§ Required work:
Read through the records. Copy each line that has the word "opening".

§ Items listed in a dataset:
# # # # #
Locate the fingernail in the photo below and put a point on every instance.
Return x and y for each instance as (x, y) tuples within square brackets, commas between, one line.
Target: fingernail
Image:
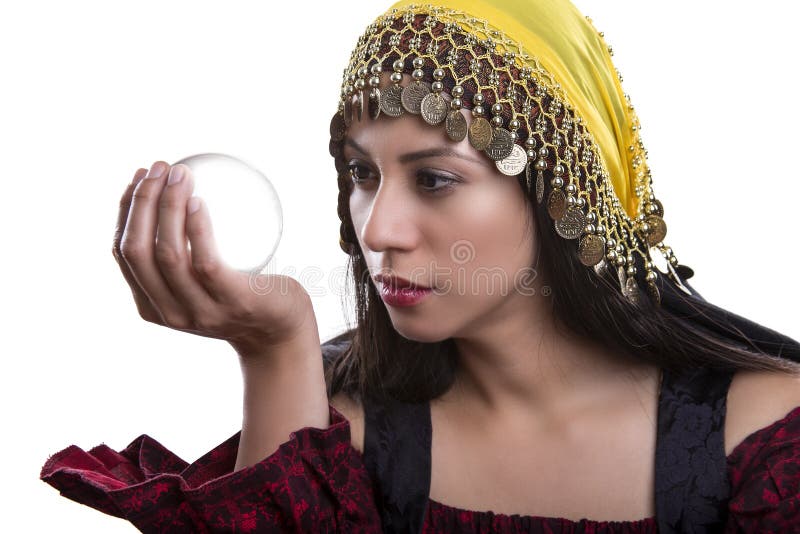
[(156, 170), (175, 175), (194, 204), (140, 174)]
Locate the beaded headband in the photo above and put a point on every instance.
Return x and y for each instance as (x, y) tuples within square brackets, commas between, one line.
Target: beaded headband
[(459, 61)]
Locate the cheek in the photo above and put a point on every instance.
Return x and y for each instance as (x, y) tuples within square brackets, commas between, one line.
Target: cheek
[(490, 234)]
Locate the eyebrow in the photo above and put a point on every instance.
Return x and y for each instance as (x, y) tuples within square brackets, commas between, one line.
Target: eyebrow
[(421, 154)]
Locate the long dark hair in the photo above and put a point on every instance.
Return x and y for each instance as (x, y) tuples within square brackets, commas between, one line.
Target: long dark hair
[(373, 360)]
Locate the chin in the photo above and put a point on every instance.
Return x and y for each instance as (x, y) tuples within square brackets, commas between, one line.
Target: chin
[(421, 335)]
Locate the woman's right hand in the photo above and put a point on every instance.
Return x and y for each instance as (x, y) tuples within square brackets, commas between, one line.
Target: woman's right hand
[(195, 291)]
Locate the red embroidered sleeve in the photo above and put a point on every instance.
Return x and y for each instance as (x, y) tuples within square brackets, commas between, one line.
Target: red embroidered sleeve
[(765, 479), (314, 482)]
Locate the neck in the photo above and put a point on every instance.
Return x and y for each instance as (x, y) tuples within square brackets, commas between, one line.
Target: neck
[(529, 365)]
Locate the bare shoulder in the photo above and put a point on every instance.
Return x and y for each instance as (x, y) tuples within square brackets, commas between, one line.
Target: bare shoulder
[(352, 410), (757, 399)]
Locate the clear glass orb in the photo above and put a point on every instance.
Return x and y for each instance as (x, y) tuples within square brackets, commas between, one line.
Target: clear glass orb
[(245, 211)]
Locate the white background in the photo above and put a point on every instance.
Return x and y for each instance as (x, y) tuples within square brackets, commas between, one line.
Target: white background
[(91, 91)]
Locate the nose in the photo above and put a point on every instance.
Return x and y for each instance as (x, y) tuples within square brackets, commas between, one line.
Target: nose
[(391, 219)]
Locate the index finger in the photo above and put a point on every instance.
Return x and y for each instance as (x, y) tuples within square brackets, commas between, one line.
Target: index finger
[(124, 208)]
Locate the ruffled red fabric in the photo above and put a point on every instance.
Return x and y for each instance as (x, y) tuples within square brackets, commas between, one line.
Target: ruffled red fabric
[(317, 482)]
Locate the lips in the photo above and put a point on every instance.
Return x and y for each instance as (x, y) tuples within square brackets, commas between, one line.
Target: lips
[(397, 282)]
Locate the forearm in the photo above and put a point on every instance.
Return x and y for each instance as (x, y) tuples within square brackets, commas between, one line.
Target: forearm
[(284, 390)]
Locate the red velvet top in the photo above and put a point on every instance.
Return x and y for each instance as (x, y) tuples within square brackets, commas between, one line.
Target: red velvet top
[(316, 482)]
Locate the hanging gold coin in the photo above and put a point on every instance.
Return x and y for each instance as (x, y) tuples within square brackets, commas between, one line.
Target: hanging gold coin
[(337, 127), (335, 148), (659, 207), (433, 108), (539, 187), (456, 125), (657, 231), (571, 225), (480, 133), (528, 176), (348, 110), (390, 101), (374, 103), (591, 249), (673, 274), (652, 290), (631, 291), (556, 204), (514, 163), (601, 268), (359, 105), (501, 145), (412, 96)]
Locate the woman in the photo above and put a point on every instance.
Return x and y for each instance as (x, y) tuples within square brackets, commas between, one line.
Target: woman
[(574, 379)]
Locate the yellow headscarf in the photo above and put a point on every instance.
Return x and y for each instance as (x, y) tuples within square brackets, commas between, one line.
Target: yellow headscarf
[(570, 48)]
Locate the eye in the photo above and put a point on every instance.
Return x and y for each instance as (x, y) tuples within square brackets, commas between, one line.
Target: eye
[(428, 180), (358, 173)]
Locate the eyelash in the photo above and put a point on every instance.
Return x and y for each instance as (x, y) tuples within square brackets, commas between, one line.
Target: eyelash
[(352, 168)]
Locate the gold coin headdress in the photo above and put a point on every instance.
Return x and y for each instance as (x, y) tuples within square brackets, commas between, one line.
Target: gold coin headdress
[(546, 105)]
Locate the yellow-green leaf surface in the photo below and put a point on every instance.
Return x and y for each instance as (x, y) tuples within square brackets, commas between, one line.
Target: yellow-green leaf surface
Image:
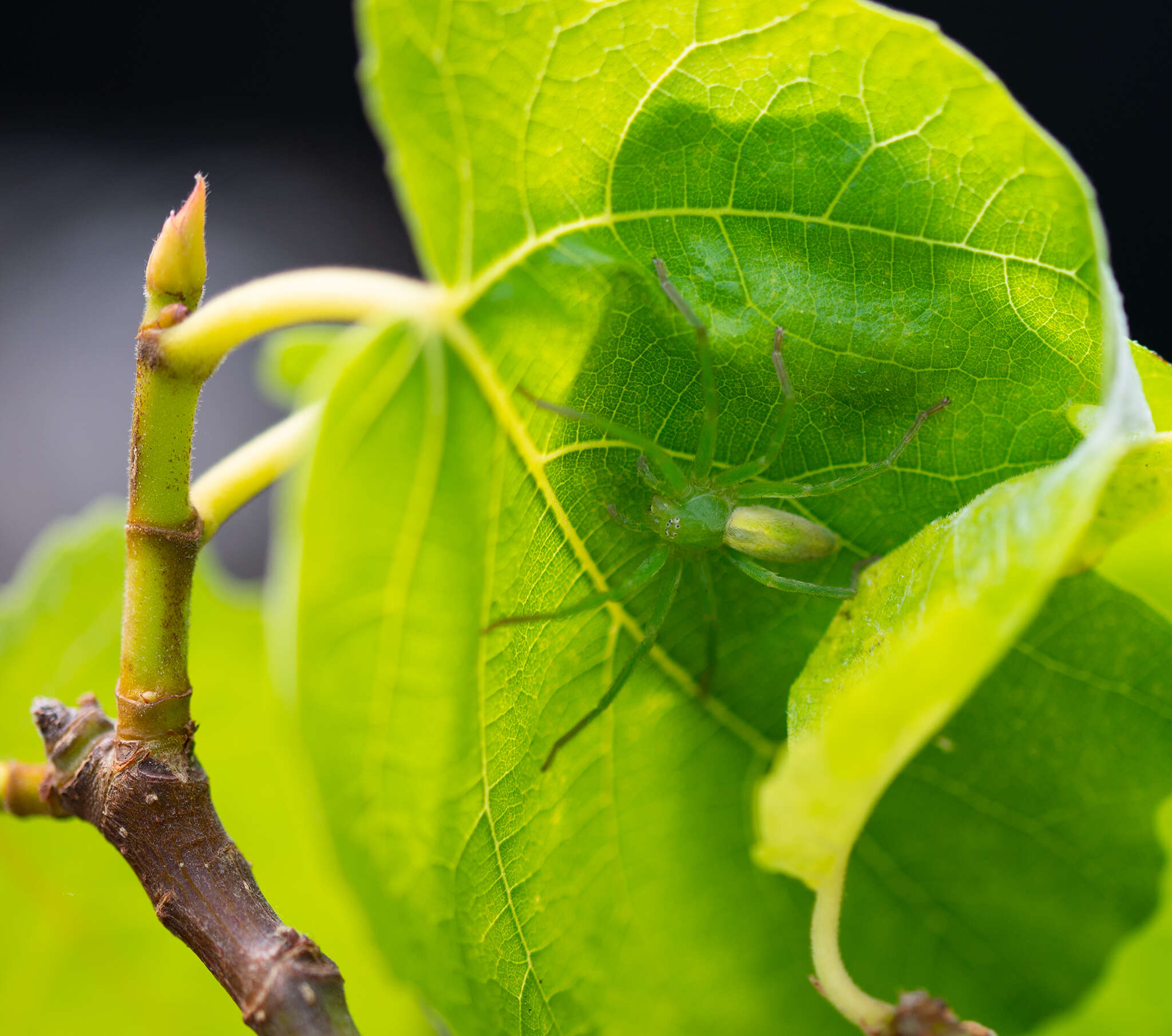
[(827, 167), (79, 933)]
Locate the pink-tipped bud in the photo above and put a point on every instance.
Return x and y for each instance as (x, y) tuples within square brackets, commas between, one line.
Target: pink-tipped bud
[(179, 264)]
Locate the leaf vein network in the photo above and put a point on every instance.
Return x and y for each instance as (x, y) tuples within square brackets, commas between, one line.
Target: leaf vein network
[(472, 352)]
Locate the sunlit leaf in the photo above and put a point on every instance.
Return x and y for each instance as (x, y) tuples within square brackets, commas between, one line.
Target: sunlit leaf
[(830, 168)]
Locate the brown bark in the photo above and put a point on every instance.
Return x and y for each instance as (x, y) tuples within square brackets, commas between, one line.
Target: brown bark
[(151, 798)]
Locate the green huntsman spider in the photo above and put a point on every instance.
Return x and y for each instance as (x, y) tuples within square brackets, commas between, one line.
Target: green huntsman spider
[(699, 513)]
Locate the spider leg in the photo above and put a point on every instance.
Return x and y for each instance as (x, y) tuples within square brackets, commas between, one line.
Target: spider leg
[(663, 606), (774, 582), (648, 477), (711, 624), (644, 575), (753, 468), (623, 520), (707, 445), (672, 472), (794, 490)]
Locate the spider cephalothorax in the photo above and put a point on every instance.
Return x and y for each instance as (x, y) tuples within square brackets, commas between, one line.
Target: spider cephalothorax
[(699, 513)]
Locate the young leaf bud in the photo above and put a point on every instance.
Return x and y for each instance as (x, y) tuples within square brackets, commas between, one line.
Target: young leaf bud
[(777, 536), (179, 265)]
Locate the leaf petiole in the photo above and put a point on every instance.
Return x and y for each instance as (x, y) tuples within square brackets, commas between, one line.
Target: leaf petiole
[(252, 468)]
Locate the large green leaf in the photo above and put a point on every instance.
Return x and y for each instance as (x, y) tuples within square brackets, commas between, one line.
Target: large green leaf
[(829, 167), (84, 952)]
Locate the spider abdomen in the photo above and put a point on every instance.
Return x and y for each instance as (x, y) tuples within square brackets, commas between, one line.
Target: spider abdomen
[(777, 536)]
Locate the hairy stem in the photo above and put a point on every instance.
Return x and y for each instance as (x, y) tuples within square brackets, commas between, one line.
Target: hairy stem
[(20, 792), (834, 981), (236, 480), (151, 798), (138, 781), (196, 347), (917, 1014)]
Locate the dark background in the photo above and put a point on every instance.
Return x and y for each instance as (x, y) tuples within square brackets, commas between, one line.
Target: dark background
[(108, 108)]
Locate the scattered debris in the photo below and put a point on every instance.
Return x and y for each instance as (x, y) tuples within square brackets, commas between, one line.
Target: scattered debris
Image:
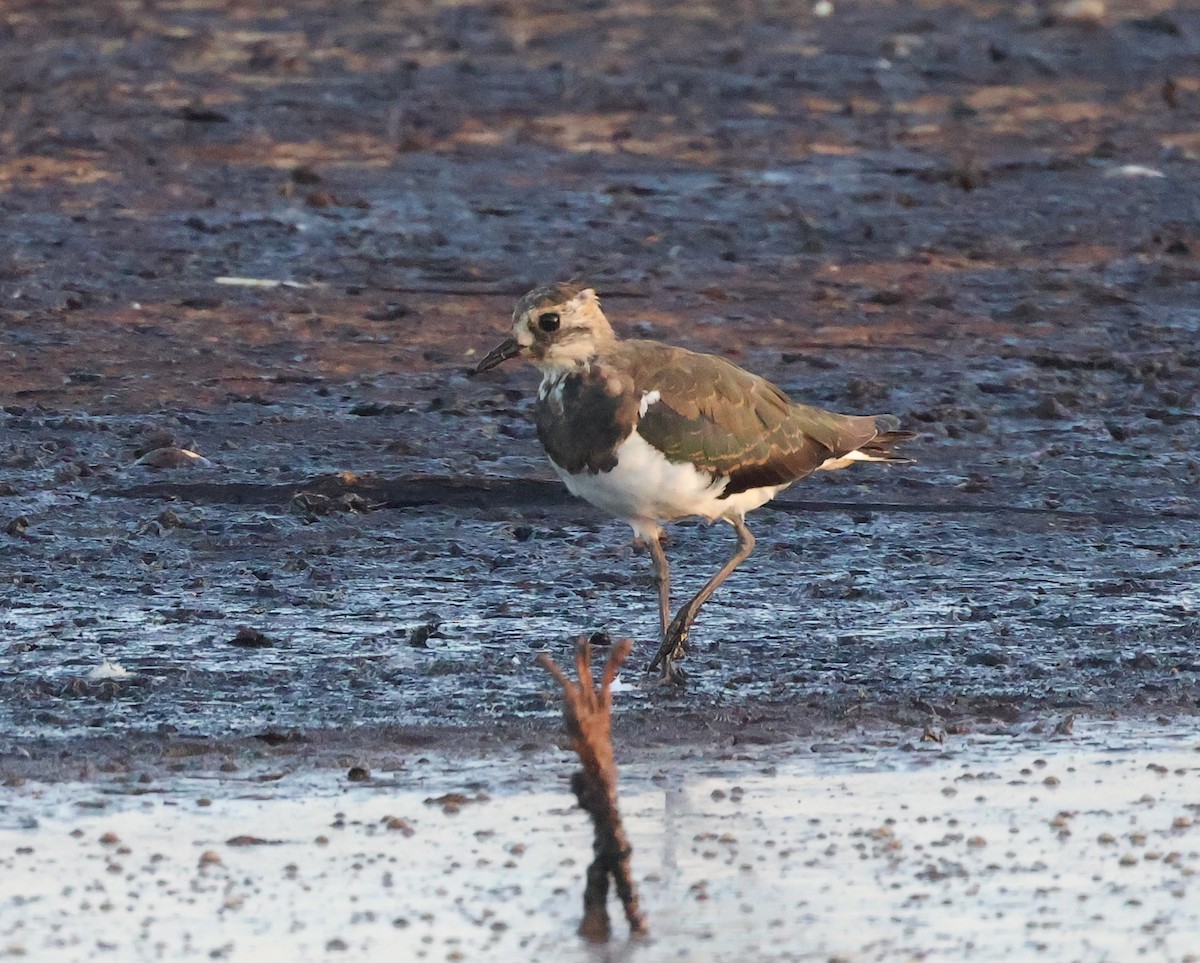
[(173, 458), (259, 282), (249, 638), (108, 670), (451, 802), (587, 715)]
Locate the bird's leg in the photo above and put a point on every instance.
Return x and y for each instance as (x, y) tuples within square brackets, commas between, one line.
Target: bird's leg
[(675, 638), (661, 579)]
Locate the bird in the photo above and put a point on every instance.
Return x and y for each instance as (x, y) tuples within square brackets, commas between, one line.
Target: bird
[(652, 432)]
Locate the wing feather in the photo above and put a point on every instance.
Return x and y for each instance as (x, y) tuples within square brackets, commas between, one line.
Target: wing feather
[(735, 424)]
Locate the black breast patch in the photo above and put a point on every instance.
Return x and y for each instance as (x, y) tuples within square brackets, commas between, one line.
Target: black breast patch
[(583, 417)]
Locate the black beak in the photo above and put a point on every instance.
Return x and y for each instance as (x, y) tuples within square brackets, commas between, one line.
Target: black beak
[(501, 353)]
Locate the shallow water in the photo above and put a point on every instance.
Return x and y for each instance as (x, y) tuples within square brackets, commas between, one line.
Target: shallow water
[(984, 849)]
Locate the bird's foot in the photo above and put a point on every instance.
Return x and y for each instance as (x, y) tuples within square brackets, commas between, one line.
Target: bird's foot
[(672, 651)]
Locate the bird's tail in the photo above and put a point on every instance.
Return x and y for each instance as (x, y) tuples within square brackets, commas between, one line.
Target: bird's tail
[(891, 434)]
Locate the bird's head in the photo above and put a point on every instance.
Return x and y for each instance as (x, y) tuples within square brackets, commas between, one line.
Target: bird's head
[(555, 326)]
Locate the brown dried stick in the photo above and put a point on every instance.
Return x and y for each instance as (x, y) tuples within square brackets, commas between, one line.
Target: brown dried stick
[(587, 713)]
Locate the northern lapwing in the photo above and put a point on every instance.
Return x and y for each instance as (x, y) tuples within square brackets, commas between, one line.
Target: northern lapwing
[(652, 432)]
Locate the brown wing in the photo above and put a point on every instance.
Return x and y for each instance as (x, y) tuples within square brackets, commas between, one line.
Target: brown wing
[(733, 424)]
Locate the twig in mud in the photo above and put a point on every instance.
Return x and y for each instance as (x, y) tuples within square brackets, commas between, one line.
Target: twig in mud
[(587, 713)]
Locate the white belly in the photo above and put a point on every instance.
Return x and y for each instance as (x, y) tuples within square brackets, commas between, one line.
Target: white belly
[(647, 488)]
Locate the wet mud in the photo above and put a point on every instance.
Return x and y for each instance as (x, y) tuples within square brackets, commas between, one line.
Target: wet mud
[(275, 569), (983, 220)]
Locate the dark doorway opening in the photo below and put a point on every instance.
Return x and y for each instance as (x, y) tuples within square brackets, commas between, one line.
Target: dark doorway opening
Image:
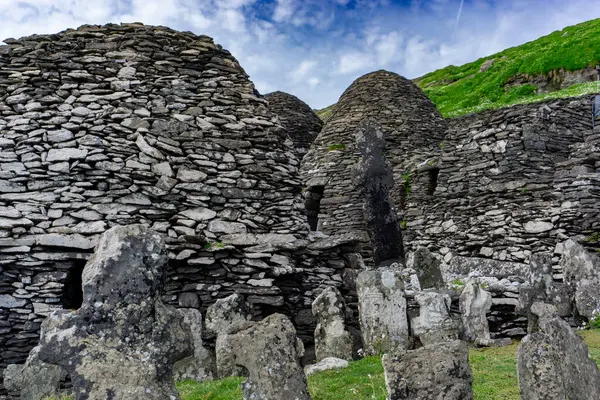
[(312, 204), (73, 289), (433, 176)]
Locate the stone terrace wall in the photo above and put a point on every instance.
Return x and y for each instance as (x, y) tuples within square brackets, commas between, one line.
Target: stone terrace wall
[(511, 183), (413, 128), (299, 121), (496, 195), (123, 124)]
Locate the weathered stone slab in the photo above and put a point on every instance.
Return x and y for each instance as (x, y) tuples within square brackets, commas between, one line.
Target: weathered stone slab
[(332, 338), (554, 363), (438, 371), (582, 273), (382, 311), (123, 340), (270, 351), (375, 179)]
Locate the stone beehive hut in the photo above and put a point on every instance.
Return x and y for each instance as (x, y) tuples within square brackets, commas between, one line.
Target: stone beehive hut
[(123, 124), (413, 128), (298, 120)]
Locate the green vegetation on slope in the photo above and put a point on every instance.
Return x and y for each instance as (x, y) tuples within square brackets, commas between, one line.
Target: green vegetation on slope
[(494, 378), (463, 90)]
# # # # #
§ Solution for this task:
Locate the dark doorway opening in the photo below and put a point on every instance.
Target: dark doorway opening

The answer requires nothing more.